EXERCISE DESCRIPTION: Every record below should be printed exactly as given.

__________

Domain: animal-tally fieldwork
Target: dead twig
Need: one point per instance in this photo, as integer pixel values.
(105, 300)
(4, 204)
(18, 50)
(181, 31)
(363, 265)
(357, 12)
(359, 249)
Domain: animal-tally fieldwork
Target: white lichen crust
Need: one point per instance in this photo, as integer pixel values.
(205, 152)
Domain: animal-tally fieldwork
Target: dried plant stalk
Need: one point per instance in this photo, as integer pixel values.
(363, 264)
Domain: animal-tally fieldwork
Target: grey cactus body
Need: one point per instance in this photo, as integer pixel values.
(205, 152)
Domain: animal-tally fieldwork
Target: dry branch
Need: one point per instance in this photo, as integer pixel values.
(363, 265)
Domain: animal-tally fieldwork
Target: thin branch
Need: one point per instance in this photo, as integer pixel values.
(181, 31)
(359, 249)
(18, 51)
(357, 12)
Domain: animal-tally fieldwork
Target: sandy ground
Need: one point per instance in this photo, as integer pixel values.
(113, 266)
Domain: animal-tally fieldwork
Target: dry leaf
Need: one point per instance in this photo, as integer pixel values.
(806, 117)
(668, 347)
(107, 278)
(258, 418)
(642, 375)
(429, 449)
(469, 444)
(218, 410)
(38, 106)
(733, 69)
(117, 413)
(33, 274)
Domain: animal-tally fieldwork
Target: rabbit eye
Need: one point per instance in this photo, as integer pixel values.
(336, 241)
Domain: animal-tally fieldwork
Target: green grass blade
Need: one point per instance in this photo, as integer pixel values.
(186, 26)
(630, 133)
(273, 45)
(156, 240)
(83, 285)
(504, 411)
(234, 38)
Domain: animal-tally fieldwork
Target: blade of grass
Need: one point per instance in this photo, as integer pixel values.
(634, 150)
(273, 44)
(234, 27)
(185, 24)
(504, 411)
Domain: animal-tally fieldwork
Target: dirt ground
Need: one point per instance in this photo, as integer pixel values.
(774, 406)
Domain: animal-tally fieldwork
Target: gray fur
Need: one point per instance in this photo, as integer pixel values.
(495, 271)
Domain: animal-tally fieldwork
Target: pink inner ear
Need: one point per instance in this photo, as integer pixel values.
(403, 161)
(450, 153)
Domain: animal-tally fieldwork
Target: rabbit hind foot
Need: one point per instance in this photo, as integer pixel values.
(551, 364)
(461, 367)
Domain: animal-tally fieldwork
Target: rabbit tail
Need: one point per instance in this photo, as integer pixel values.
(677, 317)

__________

FINISHED EXERCISE:
Domain: animal-tally fieldwork
Target: dead twig
Need: one point per instance in this photo, as integer pixel values.
(105, 300)
(4, 204)
(18, 50)
(181, 31)
(363, 265)
(357, 12)
(359, 249)
Domain: animal-tally fieldwork
Target: white lichen crust
Need: one point per instance in this photo, as integer pixel values.
(205, 152)
Domain: animal-tally fieldwork
Target: dried plant stalk
Need: one point per instance in this photo, as integer pixel values.
(363, 264)
Domain: animal-tally fieldwork
Target: grey cactus body
Need: one point per instance in this photo, as integer pixel values.
(205, 152)
Domain: animal-tally fieldwork
Target: dry branch
Need: one point per instance in this photo, as integer pixel values.
(363, 265)
Domain: animal-tally fieldwork
Target: thin branch
Need: one point per instance in this photo, as integer pixel values.
(181, 31)
(359, 249)
(18, 51)
(357, 12)
Domain: animal-tally fieldwork
Target: sandy ground
Need: one point per instance in this photo, as integer pixel values.
(113, 266)
Domain: animal-tally fieldwork
Target: dry leaf
Need: one point per instance in this photo, as integer pixel values.
(806, 117)
(668, 347)
(107, 278)
(258, 418)
(642, 375)
(429, 449)
(469, 444)
(218, 410)
(38, 106)
(733, 69)
(117, 413)
(33, 274)
Domain: animal-tally fieldwork
Target: rabbit eye
Need: one point per instance in this photo, as integer pixel values.
(336, 241)
Domain: animal-tally fieldwork
Target: green grass blade
Need: one point per instance in this photo, as integer pixel values.
(186, 26)
(630, 133)
(273, 45)
(156, 240)
(83, 285)
(504, 411)
(234, 38)
Domain: animal-tally fieldwork
Target: blade of grass
Need: one point per instance in this photo, as integer pixel values.
(634, 150)
(273, 44)
(234, 27)
(185, 24)
(504, 411)
Domain: animal-tally fieldwork
Target: dirt ground
Need: one point per instance in this photo, as integer pixel values.
(774, 406)
Domain: animal-tally fieldwork
Target: gray fur
Need: one point per instance in this photo, as integer pixel values.
(495, 271)
Domain: animal-tally fieldwork
Target: pink inner ear
Need: one point per instance in this photo, as integer pixel values.
(403, 161)
(450, 153)
Domain: animal-tally fieldwork
Target: rabbit hind foot
Need: one point per instance in this photo, as integer pixel values.
(551, 364)
(461, 367)
Domain: animal-tally fieldwork
Target: rabbit tail
Need: one point per instance in this photo, as integer pixel values.
(677, 317)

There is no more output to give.